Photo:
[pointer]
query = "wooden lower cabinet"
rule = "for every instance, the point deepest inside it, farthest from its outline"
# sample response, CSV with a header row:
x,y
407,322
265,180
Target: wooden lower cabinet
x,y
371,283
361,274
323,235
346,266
--------------------------------
[Stated task]
Reproduce the data above verbatim, line by line, with no changes.

[Answer to the task]
Photo:
[pointer]
query = "wooden lower cabinet"
rule = "for every instance, the point deepest inside it, farthest from its outline"
# sample response, CSV with a header row:
x,y
407,322
265,180
Target: wooden lower cabinet
x,y
371,283
361,274
323,235
346,266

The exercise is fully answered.